* _Objectif visé_
Quelle suite donneriez-vous au texte sur la nuit urbaine à Montréal, à partir de sa dernière phrase ?

Au début du mois, l’Institut d’études canadiennes de l’Université McGill tenait un colloque multidisciplinaire nommé «La nuit urbaine : culture, sécurité, inclusion». Pour l’occasion, plusieurs intellectuels d’ici et d’ailleurs se sont réunis pour réfléchir sur la nuit et — encore plus intéressant — repenser la nuit montréalaise; source intarissable de fascination et de désaccords. Comme plusieurs d’entre vous, je ne pouvais y être, mais heureusement pour nous tous, Annie Billington, coordonnatrice aux relations avec la communauté et communications chez Culture Montréal, résume le tout sur Micro Culture. En voici les grandes lignes…
D’entrée de jeu, Billington rapporte que les penseurs invités — dont le géographe et chercheur français Luc Gwiadzinki de l’Université Joseph-Fourier de Grenoble — s’entendent et voient la vie nocturne non pas comme un monde parallèle ou encore une source de nuisance, mais bien comme une véritable ressource qui gagnerait à être exploitée. «La citoyenneté de nuit a de nombreux potentiels, dont celui de poser un nouveau regard sur les métropoles, de recréer le lien social et de stimuler de nouvelles aspirations collectives, en plus d’offrir un temps privilégié de découvertes, de plaisirs et d’expérimentations. Le développement culturel d’une ville, et la participation citoyenne qui en découle, passe donc immanquablement par une qualité de la vie nocturne soutenue, nourrie et encouragée. La pleine reconnaissance d’une citoyenneté de nuit permet alors aux citadins de jouir de leur droit à la ville “en continu”. Elle contribue également à consolider le sentiment d’appartenance», note Annie Billington.
Le «bruit», un problème commun…
Plus loin, la coordonnatrice rappelle que la fameuse «guerre aux bruits» n’est ni récente ni exclusive aux habitants de Montréal ou de Saint-Lambert. «Si la densité urbaine couplée à la popularité des pianos bas de gammes (“tin-pan pianos”) ont “rendu la nuit hideuse” aux États-Unis au début du XXe siècle, la proximité de logements (lieux de résidence) à des bars et petites salles de spectacles (lieux de socialisation) provoquent des éclats similaires de nos jours. À Vancouver, ce genre de tensions a vu naitre une panoplie de groupes d’intérêts aux visées divergentes tels que le “Right to Quiet Society” (la Société du droit au silence) et le “Safe Amplification Society” (la Société de l’amplification sonore sécuritaire).» Selon la panoplie d’experts rassemblée, la solution à ce problème n’est pas que dans les mains des autorités. «Est-ce un enjeu de générations? De classes sociales liées à l’embourgeoisement? Aujourd’hui à Montréal, si nous sommes loin des affres du maire Jean Drapeau et de son Comité de moralité publique, nous nous devons tout de même de “dépasser la notion de conflit en mettant l’individu au centre de la démarche”».

* _Données brutes_
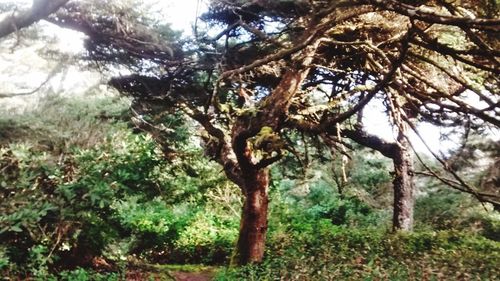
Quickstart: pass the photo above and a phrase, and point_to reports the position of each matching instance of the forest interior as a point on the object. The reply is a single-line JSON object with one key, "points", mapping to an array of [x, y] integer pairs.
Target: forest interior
{"points": [[258, 140]]}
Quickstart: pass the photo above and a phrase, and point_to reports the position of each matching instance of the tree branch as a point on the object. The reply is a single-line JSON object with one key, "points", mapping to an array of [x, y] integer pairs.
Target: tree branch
{"points": [[39, 10]]}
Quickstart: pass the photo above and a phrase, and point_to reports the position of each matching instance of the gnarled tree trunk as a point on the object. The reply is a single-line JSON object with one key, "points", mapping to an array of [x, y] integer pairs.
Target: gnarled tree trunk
{"points": [[404, 188], [253, 225]]}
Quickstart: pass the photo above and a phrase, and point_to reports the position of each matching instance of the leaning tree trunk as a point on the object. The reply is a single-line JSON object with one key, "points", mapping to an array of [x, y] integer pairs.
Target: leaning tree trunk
{"points": [[253, 225], [404, 188]]}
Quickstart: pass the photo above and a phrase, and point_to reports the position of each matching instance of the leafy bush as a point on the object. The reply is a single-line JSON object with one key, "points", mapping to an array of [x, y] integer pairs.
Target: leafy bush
{"points": [[337, 253]]}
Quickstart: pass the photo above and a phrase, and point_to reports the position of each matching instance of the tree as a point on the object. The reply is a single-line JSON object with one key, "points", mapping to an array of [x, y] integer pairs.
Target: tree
{"points": [[39, 10], [306, 66]]}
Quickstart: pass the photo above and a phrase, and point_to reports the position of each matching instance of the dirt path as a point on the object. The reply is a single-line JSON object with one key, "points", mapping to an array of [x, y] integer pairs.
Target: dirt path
{"points": [[205, 275]]}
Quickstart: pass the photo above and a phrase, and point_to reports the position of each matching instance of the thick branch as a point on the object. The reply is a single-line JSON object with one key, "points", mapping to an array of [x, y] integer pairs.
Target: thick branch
{"points": [[39, 10]]}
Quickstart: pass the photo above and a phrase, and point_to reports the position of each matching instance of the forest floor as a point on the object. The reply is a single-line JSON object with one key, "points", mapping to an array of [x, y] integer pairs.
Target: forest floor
{"points": [[172, 273]]}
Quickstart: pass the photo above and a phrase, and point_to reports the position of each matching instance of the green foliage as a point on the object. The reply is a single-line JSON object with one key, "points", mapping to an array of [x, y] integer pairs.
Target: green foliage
{"points": [[338, 253]]}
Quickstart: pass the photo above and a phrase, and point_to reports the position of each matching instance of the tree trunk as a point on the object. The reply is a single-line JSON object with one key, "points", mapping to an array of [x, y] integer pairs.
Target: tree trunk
{"points": [[253, 225], [404, 187]]}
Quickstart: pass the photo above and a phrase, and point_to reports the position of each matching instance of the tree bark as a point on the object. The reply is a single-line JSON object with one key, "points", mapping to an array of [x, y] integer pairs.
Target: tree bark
{"points": [[39, 10], [253, 225], [404, 188]]}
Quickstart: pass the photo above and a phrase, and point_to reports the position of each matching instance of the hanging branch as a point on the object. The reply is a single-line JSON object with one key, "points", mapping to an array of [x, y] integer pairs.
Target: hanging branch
{"points": [[39, 10]]}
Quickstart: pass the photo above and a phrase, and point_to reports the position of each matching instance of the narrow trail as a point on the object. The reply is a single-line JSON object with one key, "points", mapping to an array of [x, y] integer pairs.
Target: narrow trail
{"points": [[205, 275]]}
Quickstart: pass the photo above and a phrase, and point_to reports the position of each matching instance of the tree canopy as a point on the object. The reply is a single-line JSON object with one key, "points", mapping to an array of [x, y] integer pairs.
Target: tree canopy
{"points": [[257, 71]]}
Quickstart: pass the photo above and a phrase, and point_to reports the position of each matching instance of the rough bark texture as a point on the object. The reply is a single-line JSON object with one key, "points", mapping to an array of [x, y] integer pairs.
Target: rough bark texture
{"points": [[404, 187], [39, 10], [253, 224]]}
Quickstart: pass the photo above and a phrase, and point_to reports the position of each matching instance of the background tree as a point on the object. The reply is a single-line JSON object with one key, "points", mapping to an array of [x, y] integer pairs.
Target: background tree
{"points": [[303, 66]]}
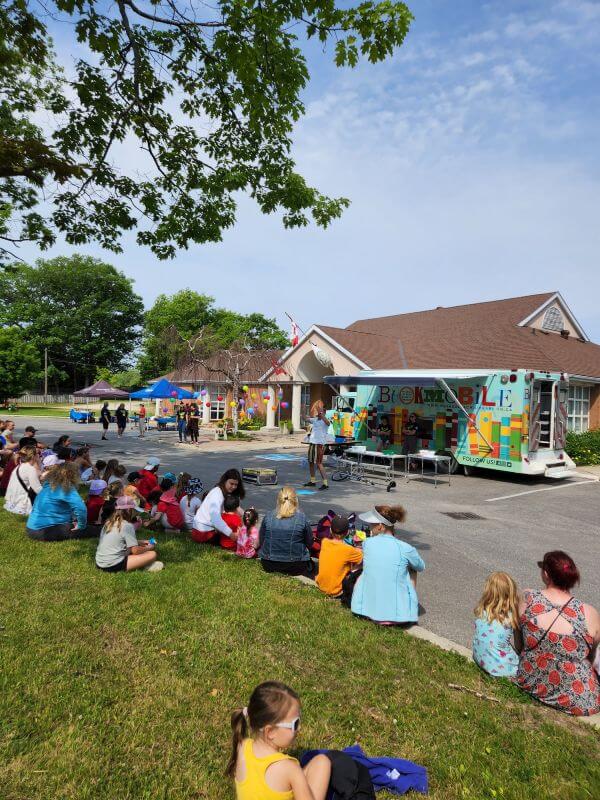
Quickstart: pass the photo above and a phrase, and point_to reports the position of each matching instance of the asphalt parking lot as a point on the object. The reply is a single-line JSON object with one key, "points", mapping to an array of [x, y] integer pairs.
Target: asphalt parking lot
{"points": [[517, 519]]}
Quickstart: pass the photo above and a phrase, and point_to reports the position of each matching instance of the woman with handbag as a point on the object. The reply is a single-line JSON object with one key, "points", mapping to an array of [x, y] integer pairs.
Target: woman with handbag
{"points": [[24, 485], [560, 636]]}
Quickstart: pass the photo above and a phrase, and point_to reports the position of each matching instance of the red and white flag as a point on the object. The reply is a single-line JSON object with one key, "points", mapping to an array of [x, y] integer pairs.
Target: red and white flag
{"points": [[294, 337]]}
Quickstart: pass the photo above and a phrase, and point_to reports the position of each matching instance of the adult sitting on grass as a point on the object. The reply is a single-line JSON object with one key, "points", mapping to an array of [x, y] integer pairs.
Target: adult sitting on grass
{"points": [[560, 636], [336, 558], [59, 513], [24, 484], [285, 537], [386, 590], [118, 548], [208, 522]]}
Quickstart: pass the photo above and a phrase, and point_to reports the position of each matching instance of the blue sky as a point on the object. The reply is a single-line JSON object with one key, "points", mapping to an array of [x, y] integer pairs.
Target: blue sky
{"points": [[471, 160]]}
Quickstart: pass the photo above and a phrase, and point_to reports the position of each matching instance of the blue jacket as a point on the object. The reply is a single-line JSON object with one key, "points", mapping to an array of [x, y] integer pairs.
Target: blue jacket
{"points": [[396, 775], [285, 539], [384, 591], [57, 507]]}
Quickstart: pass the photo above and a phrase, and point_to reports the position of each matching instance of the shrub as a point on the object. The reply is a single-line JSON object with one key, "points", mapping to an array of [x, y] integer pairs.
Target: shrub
{"points": [[584, 448]]}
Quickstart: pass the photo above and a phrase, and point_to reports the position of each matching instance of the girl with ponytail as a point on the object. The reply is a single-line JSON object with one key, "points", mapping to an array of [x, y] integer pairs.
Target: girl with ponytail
{"points": [[260, 732], [386, 592]]}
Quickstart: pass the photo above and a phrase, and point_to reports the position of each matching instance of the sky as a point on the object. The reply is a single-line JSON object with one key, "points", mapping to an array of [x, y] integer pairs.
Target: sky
{"points": [[471, 161]]}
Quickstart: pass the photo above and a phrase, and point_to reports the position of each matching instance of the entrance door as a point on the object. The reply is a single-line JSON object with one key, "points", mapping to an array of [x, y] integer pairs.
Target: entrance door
{"points": [[541, 426]]}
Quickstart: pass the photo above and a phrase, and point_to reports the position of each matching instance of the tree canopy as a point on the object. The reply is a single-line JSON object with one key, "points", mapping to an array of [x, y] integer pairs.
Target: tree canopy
{"points": [[82, 309], [206, 94], [175, 319], [19, 363]]}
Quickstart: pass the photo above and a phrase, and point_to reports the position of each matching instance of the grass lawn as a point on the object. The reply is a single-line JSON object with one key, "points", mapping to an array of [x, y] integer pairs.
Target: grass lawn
{"points": [[121, 686]]}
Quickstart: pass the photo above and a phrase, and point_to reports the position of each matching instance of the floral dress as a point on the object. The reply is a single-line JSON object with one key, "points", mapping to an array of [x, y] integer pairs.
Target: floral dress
{"points": [[557, 671]]}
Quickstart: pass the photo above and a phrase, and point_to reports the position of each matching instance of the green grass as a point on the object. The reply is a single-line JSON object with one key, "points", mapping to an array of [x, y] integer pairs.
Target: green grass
{"points": [[121, 686]]}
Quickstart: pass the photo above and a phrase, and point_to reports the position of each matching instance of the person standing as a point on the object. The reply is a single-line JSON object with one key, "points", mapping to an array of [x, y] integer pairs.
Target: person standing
{"points": [[317, 440], [142, 421], [194, 422], [105, 419], [181, 423], [121, 414]]}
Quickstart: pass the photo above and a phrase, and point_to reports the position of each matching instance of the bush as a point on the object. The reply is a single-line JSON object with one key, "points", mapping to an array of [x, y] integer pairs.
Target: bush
{"points": [[584, 448]]}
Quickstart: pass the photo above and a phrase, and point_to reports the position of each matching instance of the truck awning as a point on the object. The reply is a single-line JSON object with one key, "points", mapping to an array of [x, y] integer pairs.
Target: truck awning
{"points": [[405, 377]]}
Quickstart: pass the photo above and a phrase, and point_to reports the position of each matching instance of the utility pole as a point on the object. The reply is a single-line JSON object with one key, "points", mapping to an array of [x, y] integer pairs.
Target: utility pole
{"points": [[45, 376]]}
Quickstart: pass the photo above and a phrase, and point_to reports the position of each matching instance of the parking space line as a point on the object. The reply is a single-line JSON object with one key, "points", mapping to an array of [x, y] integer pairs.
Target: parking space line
{"points": [[534, 491]]}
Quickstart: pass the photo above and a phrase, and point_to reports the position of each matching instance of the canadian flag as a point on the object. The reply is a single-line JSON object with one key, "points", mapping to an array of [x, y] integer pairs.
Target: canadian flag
{"points": [[294, 338]]}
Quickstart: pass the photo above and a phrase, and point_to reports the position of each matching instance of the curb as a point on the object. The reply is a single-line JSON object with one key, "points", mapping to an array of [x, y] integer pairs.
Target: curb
{"points": [[453, 647]]}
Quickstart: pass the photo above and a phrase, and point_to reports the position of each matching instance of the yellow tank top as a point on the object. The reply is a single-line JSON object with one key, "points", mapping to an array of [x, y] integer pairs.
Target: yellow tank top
{"points": [[254, 785]]}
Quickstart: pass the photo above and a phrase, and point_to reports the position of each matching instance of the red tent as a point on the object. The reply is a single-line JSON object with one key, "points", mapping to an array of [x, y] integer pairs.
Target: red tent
{"points": [[103, 391]]}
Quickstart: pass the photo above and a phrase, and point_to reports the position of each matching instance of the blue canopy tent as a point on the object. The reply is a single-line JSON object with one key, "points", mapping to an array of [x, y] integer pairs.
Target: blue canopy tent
{"points": [[161, 391]]}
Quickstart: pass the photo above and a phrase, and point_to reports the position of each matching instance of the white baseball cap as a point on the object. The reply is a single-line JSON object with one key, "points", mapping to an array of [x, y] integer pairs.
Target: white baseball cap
{"points": [[375, 518]]}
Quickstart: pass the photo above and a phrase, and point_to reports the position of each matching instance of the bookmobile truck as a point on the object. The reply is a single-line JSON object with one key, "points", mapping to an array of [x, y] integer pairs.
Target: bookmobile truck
{"points": [[509, 420]]}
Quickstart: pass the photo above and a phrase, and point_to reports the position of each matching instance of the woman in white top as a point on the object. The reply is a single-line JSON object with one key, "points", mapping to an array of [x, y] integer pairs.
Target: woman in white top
{"points": [[190, 502], [24, 483], [208, 521], [317, 440]]}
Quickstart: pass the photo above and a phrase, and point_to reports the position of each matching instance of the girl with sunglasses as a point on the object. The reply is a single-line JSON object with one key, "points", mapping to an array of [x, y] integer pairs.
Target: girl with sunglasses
{"points": [[261, 731]]}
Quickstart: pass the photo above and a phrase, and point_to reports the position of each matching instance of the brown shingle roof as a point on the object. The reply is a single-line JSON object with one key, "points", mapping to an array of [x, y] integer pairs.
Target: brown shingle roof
{"points": [[480, 335]]}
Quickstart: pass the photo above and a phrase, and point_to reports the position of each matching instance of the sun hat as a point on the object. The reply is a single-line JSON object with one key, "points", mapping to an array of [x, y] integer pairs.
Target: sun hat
{"points": [[375, 518], [125, 502], [97, 487], [52, 461], [194, 486]]}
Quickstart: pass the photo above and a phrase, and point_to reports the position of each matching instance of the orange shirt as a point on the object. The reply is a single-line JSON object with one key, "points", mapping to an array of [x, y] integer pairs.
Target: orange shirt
{"points": [[335, 560]]}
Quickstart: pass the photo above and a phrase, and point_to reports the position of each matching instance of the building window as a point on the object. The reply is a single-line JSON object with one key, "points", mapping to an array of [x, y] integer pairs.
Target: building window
{"points": [[553, 320], [579, 407]]}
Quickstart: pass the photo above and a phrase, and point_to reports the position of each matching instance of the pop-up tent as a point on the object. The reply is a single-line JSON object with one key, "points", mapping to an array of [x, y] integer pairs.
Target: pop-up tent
{"points": [[162, 390], [102, 390]]}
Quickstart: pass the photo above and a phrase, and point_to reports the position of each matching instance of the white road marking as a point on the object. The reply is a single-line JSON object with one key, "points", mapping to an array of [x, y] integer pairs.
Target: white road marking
{"points": [[547, 489]]}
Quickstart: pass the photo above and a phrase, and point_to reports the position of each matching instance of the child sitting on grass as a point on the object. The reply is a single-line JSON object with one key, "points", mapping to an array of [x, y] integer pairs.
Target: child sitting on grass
{"points": [[167, 511], [118, 548], [231, 517], [247, 541], [111, 493], [336, 558], [268, 725], [497, 639], [95, 501]]}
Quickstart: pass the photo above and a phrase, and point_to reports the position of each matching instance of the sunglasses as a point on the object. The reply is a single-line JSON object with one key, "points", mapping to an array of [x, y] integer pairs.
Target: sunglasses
{"points": [[294, 725]]}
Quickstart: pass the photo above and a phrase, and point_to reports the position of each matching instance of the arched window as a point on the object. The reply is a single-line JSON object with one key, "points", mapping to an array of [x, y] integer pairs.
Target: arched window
{"points": [[553, 320]]}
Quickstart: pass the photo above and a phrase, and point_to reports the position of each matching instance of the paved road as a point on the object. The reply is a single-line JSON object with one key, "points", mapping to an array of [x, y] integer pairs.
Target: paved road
{"points": [[520, 518]]}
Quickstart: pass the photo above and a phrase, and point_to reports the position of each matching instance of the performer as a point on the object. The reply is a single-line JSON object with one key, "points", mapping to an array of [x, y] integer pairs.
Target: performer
{"points": [[105, 419], [317, 441]]}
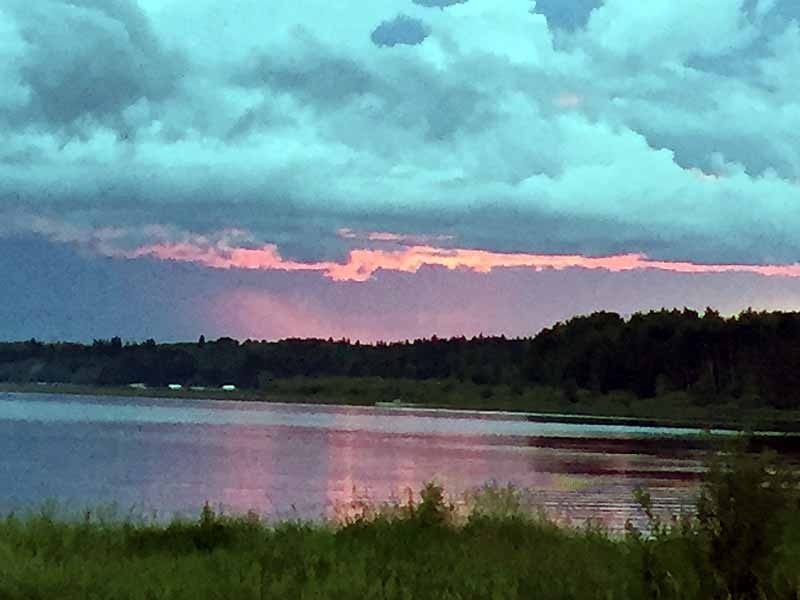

* _Résultat obtenu_
À titre d’exemple, Gwiadzinki abordera les traversées nocturnes qu’il a élaborées pour des villes comme Genève; des parcours où élus, partenaires, voire citoyens explorent — et expérimentent — la vie la nuit afin de, notamment, mieux la comprendre.
L’approche communautaire est un angle que Lionel Furonnet, directeur de la programmation du Divan orange, privilégie aussi. «En fait, ce qui se passe souvent avec les plaintes de bruit, c’est que l’exception fera la règle… comme pour beaucoup d’aspects dans ce monde; malheureusement!», muse-t-il en entrevue.
Au même moment, au Divan Orange…
Après avoir été apostrophés par un voisin le menaçant de sévir s’il organisait à nouveau des concerts de musique dite lourde dans sa salle de spectacles, Furonnet et son équipe ont tenté de régler la situation en isolant l’établissement — «J’ai fait tout ce que j’ai pu avec les moyens que j’ai», tranche Lionel au passage avant d’ajouter que le conflit concernait également l’arrondissement en plus du plaignant. «Tout le monde devait être impliqué, parce que le problème — ou la solution — ne vient pas toujours [de la salle de spectacle]. Il pourrait aussi être chez le voisin. Insonoriser chez le voisin pourrait donc être plus simple et moins coûteux.» Plus tard, le directeur de la programmation notera que certains résidents devraient être plus consciencieux lorsqu’ils s’installent près d’un tel lieu. «On peut trouver des compromis, mais pas au détriment des lieux, commerces et des gens qui y sont déjà», tonne-t-il.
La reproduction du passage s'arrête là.